Instrução dada. No texto sobre a paraconsistência, localize o parágrafo que começa com “O título” e liste todos os lugares geográficos que ele menciona.

Trecho de origem.
====================

Trabalho hercúleo da paraconsistência tem toque paranaense

O processo está registrado em um livro que foi indicado para o Prêmio Jabuti

Mudar a forma de ver o mundo não foi e não é uma tarefa fácil. Segundo o professor da Universidade Estadual de Maringá (UEM), no Paraná, Evandro Gomes, contrapor séculos de filosofia e lógica clássica para propor a paraconsistência, tema desta edição do Conexão Ciência, foi uma iniciativa gigantesca e corajosa. Tanto, que mereceu ser contada em um livro.

A obra, que foi resultado do doutorado de Gomes, tenta mostrar essa trajetória na seara da lógica. A tese resultou no livro “Para Além das Colunas de Hércules, uma História da Paraconsistência: de Heráclito a Newton da Costa”, que é o primeiro registro geral da paraconsistência já escrito, em coautoria com a professora Itala Loffredo D’Otaviano, da Universidade de Campinas (Unicamp). Ali os autores contam o esforço dos filósofos e lógicos fundadores da paraconsistência comparando-o ao mítico herói Hércules. O livro, que, às vezes, pode ser confundido com um título sobre mitologia grega, recebeu Menção Honrosa no Prêmio Abeu 2018 e foi finalista, na categoria Ensaio Humanidades, do Prêmio Jabuti 2018.

O título “Para Além das Colunas de Hércules” faz referência a um dos treze trabalhos do homem mais forte que já se ouviu falar: a abertura do Estreito de Gibraltar. A mitologia conta que o Mediterrâneo era um grande lago salgado e que foi Hércules que separou o atual Marrocos do território hoje chamado de Espanha, abrindo uma saída para o Oceano Atlântico. O professor Evandro usa essa “incrível metáfora” para explicar que é necessário muito trabalho, muito esforço para abrir novos horizontes entre ideias arraigadas no meio acadêmico, em nossa sociedade.

====================

Dados listados.
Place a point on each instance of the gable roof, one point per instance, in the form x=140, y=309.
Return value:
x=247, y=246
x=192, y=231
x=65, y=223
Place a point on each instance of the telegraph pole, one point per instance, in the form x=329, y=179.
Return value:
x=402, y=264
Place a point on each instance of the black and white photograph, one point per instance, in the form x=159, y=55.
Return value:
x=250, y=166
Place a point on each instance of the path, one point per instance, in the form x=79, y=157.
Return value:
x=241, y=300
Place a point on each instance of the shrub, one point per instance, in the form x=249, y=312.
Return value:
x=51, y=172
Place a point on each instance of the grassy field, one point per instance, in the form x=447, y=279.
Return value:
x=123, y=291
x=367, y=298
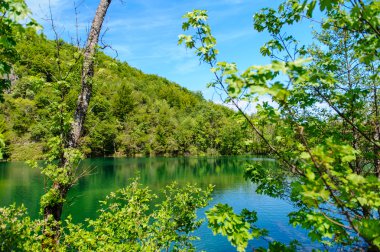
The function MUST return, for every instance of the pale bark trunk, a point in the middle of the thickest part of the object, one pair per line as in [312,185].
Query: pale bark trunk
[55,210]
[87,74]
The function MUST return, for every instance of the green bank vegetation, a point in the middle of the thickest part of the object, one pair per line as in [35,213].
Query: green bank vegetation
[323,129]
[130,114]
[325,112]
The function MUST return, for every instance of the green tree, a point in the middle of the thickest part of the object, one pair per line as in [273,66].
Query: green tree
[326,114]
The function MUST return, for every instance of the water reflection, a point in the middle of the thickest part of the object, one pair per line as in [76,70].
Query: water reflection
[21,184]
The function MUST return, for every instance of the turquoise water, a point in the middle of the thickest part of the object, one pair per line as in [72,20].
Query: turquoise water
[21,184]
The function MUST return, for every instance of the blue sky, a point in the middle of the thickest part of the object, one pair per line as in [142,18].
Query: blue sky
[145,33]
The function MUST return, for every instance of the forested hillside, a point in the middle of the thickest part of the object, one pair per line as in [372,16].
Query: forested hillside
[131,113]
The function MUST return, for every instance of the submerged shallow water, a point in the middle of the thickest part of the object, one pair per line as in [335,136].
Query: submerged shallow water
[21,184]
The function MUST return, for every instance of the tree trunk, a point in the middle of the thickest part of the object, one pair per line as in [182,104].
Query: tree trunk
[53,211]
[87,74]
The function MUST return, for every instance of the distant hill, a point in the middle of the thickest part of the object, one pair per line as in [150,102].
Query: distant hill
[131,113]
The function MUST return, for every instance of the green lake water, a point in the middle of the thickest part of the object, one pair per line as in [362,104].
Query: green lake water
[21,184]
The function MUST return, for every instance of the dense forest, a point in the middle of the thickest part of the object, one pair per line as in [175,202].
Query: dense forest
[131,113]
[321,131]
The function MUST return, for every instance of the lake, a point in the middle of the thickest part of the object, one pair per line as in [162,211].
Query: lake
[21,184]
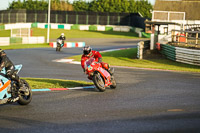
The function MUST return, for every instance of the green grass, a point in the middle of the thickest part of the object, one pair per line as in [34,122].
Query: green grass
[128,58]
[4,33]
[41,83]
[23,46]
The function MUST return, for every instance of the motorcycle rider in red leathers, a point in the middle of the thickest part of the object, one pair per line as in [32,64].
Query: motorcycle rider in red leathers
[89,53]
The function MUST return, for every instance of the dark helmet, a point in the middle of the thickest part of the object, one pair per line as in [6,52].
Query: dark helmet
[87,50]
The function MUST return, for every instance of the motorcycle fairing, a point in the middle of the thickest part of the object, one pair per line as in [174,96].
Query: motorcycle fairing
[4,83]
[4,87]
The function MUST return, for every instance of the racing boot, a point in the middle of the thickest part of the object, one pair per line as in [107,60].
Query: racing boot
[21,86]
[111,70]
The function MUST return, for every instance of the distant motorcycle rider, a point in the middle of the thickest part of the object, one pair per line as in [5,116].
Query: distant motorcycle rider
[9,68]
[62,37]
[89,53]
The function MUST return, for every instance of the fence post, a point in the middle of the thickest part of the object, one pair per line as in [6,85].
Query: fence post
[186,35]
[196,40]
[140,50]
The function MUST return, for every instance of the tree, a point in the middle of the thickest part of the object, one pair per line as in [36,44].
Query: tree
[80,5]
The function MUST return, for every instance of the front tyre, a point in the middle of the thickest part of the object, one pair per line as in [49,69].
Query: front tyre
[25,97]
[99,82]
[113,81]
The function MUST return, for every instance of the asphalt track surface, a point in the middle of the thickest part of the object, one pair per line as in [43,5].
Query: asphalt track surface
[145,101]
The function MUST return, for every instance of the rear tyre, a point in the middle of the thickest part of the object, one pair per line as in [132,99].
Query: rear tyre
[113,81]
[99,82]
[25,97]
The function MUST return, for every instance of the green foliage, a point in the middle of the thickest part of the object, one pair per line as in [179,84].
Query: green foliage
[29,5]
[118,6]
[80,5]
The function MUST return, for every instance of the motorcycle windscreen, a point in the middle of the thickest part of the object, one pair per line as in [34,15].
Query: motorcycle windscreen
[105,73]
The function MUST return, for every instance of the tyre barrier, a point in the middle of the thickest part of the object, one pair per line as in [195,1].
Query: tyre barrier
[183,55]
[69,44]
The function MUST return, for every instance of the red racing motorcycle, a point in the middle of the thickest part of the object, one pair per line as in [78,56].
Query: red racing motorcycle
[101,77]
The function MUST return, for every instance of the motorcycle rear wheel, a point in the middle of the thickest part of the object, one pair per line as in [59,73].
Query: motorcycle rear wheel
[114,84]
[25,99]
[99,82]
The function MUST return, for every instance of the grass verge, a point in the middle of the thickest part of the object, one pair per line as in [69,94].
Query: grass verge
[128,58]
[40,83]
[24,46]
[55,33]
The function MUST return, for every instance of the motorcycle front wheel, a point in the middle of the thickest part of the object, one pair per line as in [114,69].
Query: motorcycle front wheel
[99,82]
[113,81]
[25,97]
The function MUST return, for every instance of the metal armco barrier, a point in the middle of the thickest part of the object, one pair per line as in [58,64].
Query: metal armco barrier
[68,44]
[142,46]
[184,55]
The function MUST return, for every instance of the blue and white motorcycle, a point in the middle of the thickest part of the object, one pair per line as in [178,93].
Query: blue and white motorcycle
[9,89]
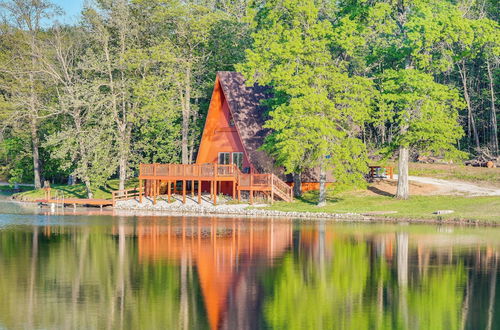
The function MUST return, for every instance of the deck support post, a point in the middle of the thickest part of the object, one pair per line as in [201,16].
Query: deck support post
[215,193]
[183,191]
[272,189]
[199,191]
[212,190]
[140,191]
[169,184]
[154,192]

====================

Resposta abaixo.
- Estreito de Gibraltar
- Mediterrâneo
- Marrocos
- Espanha
- Oceano Atlântico